Le tue istruzioni:
Nell'elenco qui sotto, parti dalla riga che contiene "the river in" e fermati dopo quella che contiene "74,82,212,135". Disponi queste righe come array JSON di stringhe, una per riga, tralasciando le righe vuote.

(Voci tratte da un dataset)
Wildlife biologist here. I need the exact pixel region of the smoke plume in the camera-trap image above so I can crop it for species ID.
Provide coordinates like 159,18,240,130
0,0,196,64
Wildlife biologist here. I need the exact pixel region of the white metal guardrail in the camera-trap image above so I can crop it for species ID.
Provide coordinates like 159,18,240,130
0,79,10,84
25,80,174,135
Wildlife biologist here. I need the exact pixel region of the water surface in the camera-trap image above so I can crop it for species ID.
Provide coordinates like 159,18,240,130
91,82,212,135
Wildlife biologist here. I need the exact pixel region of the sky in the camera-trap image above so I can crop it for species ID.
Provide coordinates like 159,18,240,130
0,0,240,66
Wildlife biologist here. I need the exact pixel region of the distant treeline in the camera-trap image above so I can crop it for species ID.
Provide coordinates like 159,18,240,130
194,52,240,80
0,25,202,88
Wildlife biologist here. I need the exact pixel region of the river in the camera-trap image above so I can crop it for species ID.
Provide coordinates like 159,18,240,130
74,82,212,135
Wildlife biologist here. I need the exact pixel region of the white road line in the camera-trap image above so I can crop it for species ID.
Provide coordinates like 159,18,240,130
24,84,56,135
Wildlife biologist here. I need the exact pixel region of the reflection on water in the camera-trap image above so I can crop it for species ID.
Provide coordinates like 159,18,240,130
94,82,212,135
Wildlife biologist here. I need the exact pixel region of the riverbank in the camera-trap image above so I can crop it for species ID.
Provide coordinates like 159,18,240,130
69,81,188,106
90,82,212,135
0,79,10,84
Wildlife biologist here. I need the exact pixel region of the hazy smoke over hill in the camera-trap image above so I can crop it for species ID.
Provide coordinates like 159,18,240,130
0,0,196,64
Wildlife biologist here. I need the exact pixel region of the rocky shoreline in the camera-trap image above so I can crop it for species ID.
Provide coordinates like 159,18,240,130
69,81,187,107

Risultato qui sotto:
[
  "Wildlife biologist here. I need the exact pixel region of the river in the camera-trap image above so I can crop it for species ID.",
  "Provide coordinates like 159,18,240,130",
  "74,82,212,135"
]